## WORK TO COMPLETE
Within the listing below, the lines to output run from the one containing "point: the butterfly body, one" through the one containing "point: the butterfly head, one"; copy them exactly and nothing else.

## TASK INPUT

#####

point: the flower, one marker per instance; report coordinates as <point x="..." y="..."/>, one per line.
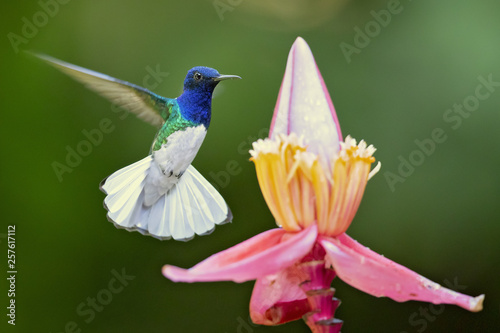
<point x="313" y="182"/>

#####

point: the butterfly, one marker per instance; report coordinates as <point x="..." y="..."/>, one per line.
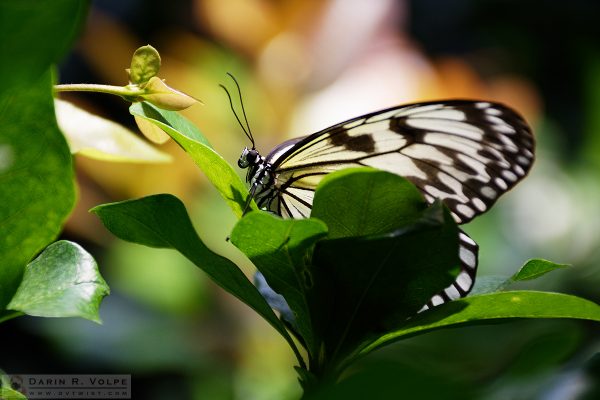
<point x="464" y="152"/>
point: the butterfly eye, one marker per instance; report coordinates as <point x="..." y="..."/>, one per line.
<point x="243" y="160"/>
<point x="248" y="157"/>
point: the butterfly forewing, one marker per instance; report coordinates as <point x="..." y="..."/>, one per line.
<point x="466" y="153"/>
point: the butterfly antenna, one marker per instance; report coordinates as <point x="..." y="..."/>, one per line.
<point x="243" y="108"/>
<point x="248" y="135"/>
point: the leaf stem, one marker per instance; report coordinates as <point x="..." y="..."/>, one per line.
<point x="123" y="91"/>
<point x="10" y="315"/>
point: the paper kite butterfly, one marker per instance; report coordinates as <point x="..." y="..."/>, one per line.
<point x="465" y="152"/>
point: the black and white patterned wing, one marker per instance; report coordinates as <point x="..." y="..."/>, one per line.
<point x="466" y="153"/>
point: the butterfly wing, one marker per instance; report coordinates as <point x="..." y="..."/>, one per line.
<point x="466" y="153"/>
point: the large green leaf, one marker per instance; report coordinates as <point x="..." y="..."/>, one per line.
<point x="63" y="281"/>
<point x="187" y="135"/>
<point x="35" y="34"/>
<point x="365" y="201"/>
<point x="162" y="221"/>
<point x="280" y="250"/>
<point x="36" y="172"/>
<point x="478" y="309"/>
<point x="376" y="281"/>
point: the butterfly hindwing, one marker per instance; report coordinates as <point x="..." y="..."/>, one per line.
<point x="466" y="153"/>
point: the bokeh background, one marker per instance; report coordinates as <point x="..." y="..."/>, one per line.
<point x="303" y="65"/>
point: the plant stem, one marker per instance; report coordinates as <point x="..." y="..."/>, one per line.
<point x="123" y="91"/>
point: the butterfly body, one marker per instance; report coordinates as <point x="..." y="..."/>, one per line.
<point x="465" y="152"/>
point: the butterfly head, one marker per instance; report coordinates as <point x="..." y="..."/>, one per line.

#####

## TASK OUTPUT
point: the butterfly body, one marker per instance; report coordinates as <point x="..." y="..."/>, one per line.
<point x="465" y="152"/>
point: the butterfly head, one marker per instance; report coordinates as <point x="..." y="..."/>, one per line.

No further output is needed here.